____ Document

Screened as part of NZIFF 2012

Faust 2011

Directed by Alexander Sokurov

Russia’s master of art cinema Aleksandr Sokurov (Russian Ark, Mother and Son) won the top prize at Venice for this phantasmagoric vision of the German legend. “A rude, lewd take on a classic, and irresistible.” — Financial Times

Russia In German with English subtitles
134 minutes DCP

Producer

Andrey Sigle

Music

Andrey Sigle

Screenplay

Aleksandr Sokurov
,
Marina Koreneva
,
Yuri Arabov

Photography

Bruno Delbonnel

Editor

Jörg Hauschild

Production designer

Elena Zhukova

Costume designer

Lidia Krukova

With

Johannes Zeiler (Faust)
,
Anton Adasinskiy (the moneylender)
,
Isolda Dychauk (Margarete)
,
Georg Friedrich (Wagner)
,
Hanna Schygulla (the moneylender’s wife)
,
Antje Lewald (Margarete’s mother)
,
Florian Brückner (Valentin)
,
Sigurdur Skulasson (Faust’s father)

________
____ Data shown

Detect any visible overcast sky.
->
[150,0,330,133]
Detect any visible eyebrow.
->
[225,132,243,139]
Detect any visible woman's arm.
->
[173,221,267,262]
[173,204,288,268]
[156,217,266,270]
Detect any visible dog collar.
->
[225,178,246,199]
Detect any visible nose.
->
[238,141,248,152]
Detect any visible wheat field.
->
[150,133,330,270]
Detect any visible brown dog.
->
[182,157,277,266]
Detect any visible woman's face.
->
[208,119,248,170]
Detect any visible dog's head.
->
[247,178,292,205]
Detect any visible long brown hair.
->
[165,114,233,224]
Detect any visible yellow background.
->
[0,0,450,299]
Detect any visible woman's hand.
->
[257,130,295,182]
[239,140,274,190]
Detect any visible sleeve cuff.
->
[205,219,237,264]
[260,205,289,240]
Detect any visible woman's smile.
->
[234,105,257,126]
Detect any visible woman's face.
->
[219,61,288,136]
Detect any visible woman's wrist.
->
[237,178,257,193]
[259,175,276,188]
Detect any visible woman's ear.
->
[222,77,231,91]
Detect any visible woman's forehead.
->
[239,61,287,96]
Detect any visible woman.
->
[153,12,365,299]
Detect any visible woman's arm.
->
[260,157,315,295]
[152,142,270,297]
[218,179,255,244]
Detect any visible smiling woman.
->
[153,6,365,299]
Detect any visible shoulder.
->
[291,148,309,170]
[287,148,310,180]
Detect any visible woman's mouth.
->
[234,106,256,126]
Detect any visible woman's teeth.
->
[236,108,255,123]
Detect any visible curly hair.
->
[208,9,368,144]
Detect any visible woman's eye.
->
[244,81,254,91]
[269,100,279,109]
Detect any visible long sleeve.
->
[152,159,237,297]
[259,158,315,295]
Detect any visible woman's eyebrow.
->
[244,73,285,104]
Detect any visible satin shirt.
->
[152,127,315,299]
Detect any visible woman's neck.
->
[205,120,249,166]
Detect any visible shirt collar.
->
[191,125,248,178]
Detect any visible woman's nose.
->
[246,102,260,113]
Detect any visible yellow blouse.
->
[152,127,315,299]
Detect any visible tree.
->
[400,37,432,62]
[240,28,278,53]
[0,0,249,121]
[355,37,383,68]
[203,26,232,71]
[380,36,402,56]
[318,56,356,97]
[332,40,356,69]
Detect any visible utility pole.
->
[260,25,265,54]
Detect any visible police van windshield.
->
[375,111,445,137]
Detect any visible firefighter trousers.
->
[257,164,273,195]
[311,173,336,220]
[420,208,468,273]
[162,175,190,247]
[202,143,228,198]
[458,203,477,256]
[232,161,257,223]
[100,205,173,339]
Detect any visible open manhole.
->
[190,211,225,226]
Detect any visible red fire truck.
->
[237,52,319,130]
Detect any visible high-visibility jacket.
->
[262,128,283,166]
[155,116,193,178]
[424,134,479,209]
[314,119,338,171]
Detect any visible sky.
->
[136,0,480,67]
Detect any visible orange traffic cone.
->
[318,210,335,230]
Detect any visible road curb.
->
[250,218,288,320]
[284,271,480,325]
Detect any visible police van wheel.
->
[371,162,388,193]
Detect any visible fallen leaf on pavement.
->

________

Tasks and exercises:
A: Who is credited with photography in the film listing?
B: Repeat word for word the part of the film listing between "Lidia Krukova" and "(the moneylender’s wife)", inclusive.
The items are separate material and have no connection to the film listing.

Results of the tasks:
A: Bruno Delbonnel

B:
Lidia Krukova

With

Johannes Zeiler (Faust)
,
Anton Adasinskiy (the moneylender)
,
Isolda Dychauk (Margarete)
,
Georg Friedrich (Wagner)
,
Hanna Schygulla (the moneylender’s wife)